RECORDS FOR THIS TASK:
+ + + + +
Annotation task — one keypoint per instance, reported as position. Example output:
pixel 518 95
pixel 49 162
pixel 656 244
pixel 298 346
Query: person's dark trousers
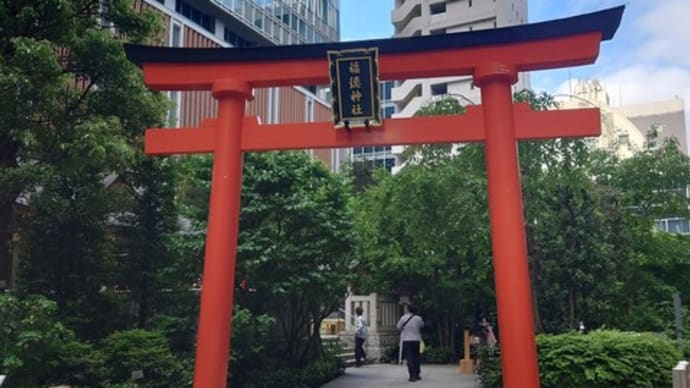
pixel 359 351
pixel 411 352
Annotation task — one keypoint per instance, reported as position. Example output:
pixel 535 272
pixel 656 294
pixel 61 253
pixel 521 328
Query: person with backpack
pixel 360 336
pixel 410 326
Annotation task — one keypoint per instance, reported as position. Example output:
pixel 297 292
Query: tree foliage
pixel 74 112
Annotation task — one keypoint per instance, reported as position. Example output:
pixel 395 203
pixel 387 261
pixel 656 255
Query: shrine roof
pixel 606 22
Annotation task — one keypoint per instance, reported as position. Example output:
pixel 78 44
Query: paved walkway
pixel 390 375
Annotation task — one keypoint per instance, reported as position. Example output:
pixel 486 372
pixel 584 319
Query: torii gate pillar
pixel 492 57
pixel 512 283
pixel 213 338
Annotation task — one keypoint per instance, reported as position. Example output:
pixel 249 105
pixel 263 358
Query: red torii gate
pixel 492 57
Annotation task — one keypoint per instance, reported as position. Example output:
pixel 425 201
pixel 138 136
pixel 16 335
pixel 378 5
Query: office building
pixel 248 23
pixel 431 17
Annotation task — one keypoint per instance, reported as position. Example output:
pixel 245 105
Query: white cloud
pixel 666 32
pixel 647 83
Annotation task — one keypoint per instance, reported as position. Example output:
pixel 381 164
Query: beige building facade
pixel 431 17
pixel 625 129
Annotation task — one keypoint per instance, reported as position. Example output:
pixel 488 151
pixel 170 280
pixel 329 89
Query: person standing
pixel 410 326
pixel 360 336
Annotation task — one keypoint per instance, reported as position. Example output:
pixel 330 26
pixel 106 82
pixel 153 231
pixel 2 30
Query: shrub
pixel 599 359
pixel 434 355
pixel 312 376
pixel 38 350
pixel 131 351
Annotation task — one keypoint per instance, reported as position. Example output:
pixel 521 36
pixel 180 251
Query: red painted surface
pixel 513 292
pixel 498 123
pixel 530 125
pixel 218 285
pixel 546 54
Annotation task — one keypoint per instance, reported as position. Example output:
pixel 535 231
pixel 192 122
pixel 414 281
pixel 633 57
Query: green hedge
pixel 434 355
pixel 600 359
pixel 312 376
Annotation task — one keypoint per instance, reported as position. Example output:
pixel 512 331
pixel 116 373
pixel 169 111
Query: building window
+ + + + +
WORK TO DO:
Can you copy every one of the rows above word for word, leaving out any picture?

EXERCISE SOLUTION:
Annotation task — one keypoint per instance, reported as position. Example output:
pixel 518 95
pixel 49 162
pixel 656 244
pixel 298 346
Query: person's dark trousers
pixel 359 351
pixel 411 352
Annotation task — one keypoint per instance, reported as position. Example output:
pixel 535 272
pixel 656 294
pixel 61 253
pixel 521 328
Query: person with backpack
pixel 360 336
pixel 410 326
Annotation task — one keypoint per instance, reported as position. Example output:
pixel 297 292
Query: tree foliage
pixel 74 112
Annotation task — one keypoint per instance, reported as position. Example output:
pixel 395 203
pixel 387 261
pixel 656 255
Query: shrine roof
pixel 606 22
Annotation task — one keypoint per instance, reported as position. Example output:
pixel 78 44
Query: paved walkway
pixel 390 375
Annotation task — one keypoint per instance, reported as position. Example output:
pixel 486 372
pixel 584 319
Query: torii gate pillar
pixel 492 57
pixel 512 283
pixel 213 338
Annotation task — one keypoint per instance, reported as position. Example output:
pixel 249 105
pixel 263 358
Query: red torii gate
pixel 492 57
Annotation task — one keypoint per instance, reported as position. Example output:
pixel 425 201
pixel 138 136
pixel 16 335
pixel 378 5
Query: office building
pixel 248 23
pixel 431 17
Annotation task — one keypoint per instance, reported as position. Example output:
pixel 245 105
Query: white cloud
pixel 666 32
pixel 647 83
Annotation task — one keypoint per instance, reported as position. Example output:
pixel 381 164
Query: beige building facade
pixel 431 17
pixel 625 129
Annotation task — one keypoint per instance, reported as position. Example output:
pixel 488 151
pixel 170 280
pixel 329 89
Query: person standing
pixel 410 326
pixel 360 336
Annotation task — one keypoint per instance, reported as position. Example output:
pixel 330 26
pixel 106 82
pixel 153 231
pixel 2 30
Query: shrub
pixel 599 359
pixel 434 355
pixel 312 376
pixel 38 350
pixel 131 351
Annotation task — one keypoint per instance, reported as position. Example output:
pixel 521 36
pixel 180 251
Query: red painted surface
pixel 513 292
pixel 498 123
pixel 530 125
pixel 218 285
pixel 546 54
Annotation task — one keypoint per instance, reported as position. Example output:
pixel 535 231
pixel 192 122
pixel 414 281
pixel 633 57
Query: green hedge
pixel 434 355
pixel 600 359
pixel 312 376
Annotation task — one keypoint per instance, reported as position. Example output:
pixel 512 331
pixel 116 373
pixel 169 111
Query: building window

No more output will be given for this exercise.